[BEGIN Data supplied]

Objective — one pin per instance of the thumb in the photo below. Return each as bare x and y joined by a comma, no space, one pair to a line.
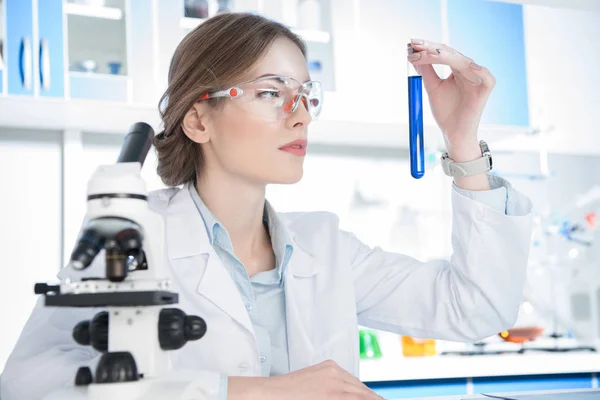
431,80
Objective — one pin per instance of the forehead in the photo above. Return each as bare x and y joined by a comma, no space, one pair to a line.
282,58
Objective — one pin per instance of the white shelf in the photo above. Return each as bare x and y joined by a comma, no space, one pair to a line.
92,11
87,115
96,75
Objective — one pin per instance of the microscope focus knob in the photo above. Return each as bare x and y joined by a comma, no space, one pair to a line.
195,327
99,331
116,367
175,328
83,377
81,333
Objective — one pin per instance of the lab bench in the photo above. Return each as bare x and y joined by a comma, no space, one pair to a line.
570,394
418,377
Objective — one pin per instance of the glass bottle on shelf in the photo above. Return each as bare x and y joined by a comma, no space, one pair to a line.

[END Data supplied]
[BEGIN Data supplied]

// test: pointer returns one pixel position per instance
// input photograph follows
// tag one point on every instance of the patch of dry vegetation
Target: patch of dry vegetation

[END Data supplied]
[BEGIN Data supplied]

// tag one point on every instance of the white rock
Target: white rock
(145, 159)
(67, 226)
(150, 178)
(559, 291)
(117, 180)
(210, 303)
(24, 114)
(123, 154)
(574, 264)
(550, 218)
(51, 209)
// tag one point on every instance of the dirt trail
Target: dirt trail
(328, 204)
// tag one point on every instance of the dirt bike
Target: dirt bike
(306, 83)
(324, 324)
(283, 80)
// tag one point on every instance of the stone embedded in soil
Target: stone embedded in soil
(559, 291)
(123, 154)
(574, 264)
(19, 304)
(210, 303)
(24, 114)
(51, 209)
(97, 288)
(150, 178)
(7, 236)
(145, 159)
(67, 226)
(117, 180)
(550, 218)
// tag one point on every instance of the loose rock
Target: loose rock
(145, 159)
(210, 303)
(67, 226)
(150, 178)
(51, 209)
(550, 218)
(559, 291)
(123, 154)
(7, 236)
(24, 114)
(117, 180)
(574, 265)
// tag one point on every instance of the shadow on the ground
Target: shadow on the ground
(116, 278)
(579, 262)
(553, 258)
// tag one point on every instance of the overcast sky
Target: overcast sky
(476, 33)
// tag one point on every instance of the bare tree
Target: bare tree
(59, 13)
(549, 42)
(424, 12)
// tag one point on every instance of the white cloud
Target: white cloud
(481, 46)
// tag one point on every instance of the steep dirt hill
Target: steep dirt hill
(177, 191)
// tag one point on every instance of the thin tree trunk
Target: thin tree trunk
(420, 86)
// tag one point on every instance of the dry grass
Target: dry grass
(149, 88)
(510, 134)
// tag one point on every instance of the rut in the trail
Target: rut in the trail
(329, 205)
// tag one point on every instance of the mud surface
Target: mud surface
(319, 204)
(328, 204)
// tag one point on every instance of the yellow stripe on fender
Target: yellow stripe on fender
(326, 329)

[END Data supplied]

» **What is needed**
Identify each line above that contains the word "loose" and copy those lines.

» **Output below**
// tag one point on every instance of the loose rock
Target: loose rock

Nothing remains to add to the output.